STATED TASK —
Starting at the beginning of the records and ending at the line that contains "[625,348,1135,760]", recast those lines as a numbered list with any blank lines left out.

Records from a collection —
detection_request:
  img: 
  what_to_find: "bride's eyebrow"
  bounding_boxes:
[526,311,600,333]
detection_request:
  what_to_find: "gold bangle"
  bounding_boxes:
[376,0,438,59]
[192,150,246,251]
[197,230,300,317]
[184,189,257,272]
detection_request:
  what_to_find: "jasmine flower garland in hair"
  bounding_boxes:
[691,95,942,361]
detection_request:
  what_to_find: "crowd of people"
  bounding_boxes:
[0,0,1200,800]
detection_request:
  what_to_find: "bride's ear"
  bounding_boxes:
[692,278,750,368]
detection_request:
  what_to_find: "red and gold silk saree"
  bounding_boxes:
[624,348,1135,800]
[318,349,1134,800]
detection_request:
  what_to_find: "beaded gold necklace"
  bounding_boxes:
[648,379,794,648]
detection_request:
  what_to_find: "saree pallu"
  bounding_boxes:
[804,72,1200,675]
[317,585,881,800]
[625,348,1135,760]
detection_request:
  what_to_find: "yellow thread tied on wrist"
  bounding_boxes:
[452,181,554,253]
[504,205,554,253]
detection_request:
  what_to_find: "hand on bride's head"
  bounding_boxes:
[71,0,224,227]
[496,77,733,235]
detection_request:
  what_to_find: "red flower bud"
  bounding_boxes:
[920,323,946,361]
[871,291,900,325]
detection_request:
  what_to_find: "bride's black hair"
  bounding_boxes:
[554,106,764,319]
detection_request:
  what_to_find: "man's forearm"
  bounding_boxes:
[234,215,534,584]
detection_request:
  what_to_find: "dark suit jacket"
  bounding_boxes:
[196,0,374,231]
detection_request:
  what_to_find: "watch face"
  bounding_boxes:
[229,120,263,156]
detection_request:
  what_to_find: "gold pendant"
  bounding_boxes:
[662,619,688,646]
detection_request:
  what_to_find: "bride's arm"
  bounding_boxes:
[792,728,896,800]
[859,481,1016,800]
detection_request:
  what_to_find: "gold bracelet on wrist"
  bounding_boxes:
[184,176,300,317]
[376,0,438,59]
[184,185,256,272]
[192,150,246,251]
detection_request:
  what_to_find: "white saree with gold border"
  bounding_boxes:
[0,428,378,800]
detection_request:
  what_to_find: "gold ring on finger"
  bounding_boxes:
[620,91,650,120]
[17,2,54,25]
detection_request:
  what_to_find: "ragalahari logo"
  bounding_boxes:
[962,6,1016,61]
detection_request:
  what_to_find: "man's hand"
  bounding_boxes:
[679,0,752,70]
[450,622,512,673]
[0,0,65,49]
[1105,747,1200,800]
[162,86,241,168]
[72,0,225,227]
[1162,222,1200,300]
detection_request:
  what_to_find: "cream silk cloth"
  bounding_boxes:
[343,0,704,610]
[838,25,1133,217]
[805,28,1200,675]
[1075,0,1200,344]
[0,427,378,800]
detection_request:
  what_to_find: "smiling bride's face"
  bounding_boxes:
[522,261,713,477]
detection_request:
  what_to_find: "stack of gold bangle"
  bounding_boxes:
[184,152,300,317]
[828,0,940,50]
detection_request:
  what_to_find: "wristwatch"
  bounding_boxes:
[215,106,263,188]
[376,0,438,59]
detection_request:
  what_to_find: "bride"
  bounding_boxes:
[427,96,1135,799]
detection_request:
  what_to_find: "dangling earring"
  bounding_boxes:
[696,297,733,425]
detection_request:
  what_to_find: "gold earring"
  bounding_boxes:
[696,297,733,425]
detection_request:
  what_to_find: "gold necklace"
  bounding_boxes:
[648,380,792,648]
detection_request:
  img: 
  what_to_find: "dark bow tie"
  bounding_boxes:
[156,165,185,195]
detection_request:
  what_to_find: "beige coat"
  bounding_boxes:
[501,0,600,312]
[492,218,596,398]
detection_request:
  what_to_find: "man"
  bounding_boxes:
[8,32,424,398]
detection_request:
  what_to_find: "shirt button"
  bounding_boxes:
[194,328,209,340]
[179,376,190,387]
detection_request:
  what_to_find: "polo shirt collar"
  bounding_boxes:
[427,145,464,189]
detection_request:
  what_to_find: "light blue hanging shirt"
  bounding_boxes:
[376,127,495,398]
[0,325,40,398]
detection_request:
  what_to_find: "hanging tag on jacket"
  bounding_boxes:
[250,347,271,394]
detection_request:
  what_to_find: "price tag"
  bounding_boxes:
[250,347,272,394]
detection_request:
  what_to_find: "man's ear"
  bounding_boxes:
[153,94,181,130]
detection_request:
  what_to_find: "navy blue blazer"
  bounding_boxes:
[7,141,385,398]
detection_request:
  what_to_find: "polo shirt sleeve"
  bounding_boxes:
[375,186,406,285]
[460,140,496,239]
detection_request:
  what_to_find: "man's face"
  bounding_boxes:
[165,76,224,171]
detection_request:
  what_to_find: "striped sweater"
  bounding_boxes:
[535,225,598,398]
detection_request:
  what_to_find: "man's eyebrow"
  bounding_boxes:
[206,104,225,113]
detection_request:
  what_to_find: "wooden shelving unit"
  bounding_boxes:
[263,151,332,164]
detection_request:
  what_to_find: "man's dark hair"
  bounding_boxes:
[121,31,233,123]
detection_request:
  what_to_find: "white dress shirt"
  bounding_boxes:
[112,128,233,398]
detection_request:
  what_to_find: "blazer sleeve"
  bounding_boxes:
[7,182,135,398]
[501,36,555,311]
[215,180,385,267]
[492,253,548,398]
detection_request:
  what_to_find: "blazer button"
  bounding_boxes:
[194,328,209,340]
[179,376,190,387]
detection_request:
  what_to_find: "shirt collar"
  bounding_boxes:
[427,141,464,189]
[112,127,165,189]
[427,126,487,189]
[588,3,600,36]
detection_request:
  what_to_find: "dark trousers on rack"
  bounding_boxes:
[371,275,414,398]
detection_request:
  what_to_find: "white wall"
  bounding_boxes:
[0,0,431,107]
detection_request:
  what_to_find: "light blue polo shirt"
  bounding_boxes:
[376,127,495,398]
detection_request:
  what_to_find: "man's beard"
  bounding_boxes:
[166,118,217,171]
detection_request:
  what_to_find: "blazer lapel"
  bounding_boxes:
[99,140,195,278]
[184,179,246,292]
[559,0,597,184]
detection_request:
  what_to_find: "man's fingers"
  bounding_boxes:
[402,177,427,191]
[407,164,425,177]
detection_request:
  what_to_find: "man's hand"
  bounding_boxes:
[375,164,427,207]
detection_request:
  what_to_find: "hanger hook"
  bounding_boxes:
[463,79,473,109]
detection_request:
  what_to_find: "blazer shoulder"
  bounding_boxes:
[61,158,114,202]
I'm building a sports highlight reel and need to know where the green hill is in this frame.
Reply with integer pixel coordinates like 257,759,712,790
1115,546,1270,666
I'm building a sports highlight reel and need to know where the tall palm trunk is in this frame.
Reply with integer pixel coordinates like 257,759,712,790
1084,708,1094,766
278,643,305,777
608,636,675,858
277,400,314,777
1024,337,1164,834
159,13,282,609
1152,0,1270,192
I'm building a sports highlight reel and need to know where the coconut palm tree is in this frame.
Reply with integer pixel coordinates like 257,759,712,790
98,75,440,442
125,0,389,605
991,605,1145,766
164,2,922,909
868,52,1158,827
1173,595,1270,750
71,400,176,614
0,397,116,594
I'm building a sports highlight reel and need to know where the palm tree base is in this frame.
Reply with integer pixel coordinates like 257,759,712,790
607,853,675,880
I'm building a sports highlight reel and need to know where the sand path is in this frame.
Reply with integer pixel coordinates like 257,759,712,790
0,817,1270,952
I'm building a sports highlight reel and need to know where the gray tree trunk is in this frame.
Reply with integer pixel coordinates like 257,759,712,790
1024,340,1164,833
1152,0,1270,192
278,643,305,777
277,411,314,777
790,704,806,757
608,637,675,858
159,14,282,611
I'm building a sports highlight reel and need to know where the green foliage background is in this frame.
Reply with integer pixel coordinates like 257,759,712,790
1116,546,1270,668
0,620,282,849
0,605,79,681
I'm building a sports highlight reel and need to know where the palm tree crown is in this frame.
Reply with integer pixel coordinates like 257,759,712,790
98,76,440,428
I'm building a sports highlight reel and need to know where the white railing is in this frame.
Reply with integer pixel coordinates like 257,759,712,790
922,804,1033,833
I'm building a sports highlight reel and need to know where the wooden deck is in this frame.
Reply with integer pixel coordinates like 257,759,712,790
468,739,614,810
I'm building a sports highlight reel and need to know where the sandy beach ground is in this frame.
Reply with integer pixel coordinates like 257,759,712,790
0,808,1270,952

THE OUTPUT —
1. detection_request:
2.   img: 
3.   what_to_find: "bride's eyebrow"
4.   bounding_boxes:
5. [526,311,600,333]
6. detection_request:
7.   what_to_find: "gold bangle"
8.   bounding_boxes:
9. [376,0,438,59]
10. [192,150,246,251]
11. [197,230,300,317]
12. [184,189,257,272]
13. detection_request:
14.   what_to_find: "jasmine flower garland in hair"
15.   bounding_boxes:
16. [691,95,942,361]
17. detection_request:
18.   what_to_find: "crowd of people"
19.   bounding_boxes:
20. [0,0,1200,800]
21. detection_request:
22.   what_to_find: "bride's ear"
23.   bounding_boxes:
24. [692,278,750,368]
25. detection_request:
26.   what_to_find: "red and gold silk saree"
27.   bounding_boxes:
28. [624,348,1135,800]
29. [318,349,1134,800]
30. detection_request:
31.   what_to_find: "beaded gold necklace"
32.   bounding_boxes:
33. [648,379,794,648]
34. detection_request:
35.   what_to_find: "saree pallu"
36.   bounding_boxes:
37. [804,72,1200,675]
38. [317,585,881,800]
39. [625,348,1135,760]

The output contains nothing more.